> _The exercise_
Pick out every line of the records below that contains the word "green", and copy each of those lines.

========

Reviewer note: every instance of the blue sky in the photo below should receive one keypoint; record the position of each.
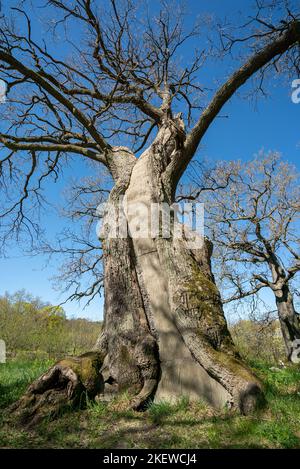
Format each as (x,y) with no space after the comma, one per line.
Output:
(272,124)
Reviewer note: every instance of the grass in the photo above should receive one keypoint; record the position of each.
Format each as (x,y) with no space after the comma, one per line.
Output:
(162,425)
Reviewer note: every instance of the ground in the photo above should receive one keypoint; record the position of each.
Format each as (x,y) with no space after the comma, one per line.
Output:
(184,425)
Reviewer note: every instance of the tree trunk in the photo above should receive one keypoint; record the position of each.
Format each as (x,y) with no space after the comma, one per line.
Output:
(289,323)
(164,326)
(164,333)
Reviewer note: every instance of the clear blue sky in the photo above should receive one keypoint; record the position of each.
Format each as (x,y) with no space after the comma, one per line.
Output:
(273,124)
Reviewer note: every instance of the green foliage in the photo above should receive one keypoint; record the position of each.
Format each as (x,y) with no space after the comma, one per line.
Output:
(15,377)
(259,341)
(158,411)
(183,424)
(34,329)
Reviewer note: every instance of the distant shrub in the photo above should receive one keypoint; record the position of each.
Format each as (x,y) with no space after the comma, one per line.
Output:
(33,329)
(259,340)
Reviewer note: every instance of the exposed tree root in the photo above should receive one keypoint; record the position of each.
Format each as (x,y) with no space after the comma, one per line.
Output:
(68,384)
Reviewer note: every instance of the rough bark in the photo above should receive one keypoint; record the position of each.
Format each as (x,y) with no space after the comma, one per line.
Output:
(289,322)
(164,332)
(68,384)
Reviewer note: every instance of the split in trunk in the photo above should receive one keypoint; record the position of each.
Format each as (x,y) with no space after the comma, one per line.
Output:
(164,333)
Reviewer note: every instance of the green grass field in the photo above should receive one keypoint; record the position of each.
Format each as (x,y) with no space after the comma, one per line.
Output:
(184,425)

========

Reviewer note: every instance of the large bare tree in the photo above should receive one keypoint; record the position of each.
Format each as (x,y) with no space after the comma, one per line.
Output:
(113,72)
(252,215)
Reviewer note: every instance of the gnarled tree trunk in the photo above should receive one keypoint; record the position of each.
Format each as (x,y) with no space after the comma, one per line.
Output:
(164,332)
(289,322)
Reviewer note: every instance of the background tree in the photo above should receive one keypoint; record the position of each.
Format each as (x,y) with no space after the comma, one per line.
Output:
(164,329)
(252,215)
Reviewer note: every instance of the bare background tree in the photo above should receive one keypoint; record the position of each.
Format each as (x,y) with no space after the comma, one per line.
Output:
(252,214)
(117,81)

========

> _Answer for the task_
Reviewer note: every instance of the green foliage in the photo above should receive one keypoint; record the position of each.
Reviewer note: every instance of the green grass field in the photo above should receive one keypoint; record the position of each.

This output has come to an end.